Poursuivez l'extrait sur le monde parallèle où des marginaux sont enfermés et divisés en factions, en reprenant juste après sa dernière phrase.
━━━━━ Passage fourni
Si des pans entiers de l’univers sont sujets à interprétation car on parle pour beaucoup d’un monde que les personnages connaissent mais qu’on ne voit jamais, les personnages protagonistes comme antagonistes permettent de très bien comprendre les enjeux principaux. Ainsi, nous nous retrouvons dans un monde parallèle où les marginaux d’une société obscurantiste et conservatrice peuplés de différentes espèces sont enfermés et divisés en factions (le plus souvent d’une même espèce), seul des combats selon des règles précises offrent l’opportunité de retourner dans cette société.
━━━━━━━━━━
━━━━━ Segment de données
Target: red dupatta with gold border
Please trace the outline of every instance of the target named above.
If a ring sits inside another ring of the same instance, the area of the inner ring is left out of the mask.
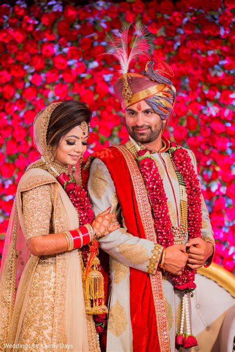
━━━━━━━━━━
#### Résultat obtenu:
Nous sommes alors invités en tant que joueur à diriger une faction visant à exploiter cette mécanique pour amener la révolution au sein de cette fameuse société tout en restant libre d’afficher des motivations personnelles diverses, d’échouer dans notre quête, de motiver l’équipe de bien des manières… C’est un procédé que j’apprécie tout particulièrement, alors bien sûr il y a des factions que je trouve moins intéressantes que d’autres, il y en a peut-être aussi un peu trop compte-tenu de la durée de vie de la campagne… mais c’est globalement très réussi.


Plein de détails permettront une narration très efficace, même si reposant pour beaucoup sur des mécaniques déjà vues pour le studio. Ainsi, des personnages jouables refuseront de combattre ensemble s’ils sont en mauvais terme à ce point de l’intrigue, auront des bonus ou malus selon leur moral dépendant à la fois de l’intrigue et de choix ludiques… On retrouve également notre voix-off qui ne manquera pas d’adapter ses commentaires à notre style de jeu ou à nos choix scénaristiques en temps réel, les chanteurs de l’OST qui seront intra-diégétiques avec des personnages bardes implémentés dans l’intrigue, des plus indéniables pour l’immersion.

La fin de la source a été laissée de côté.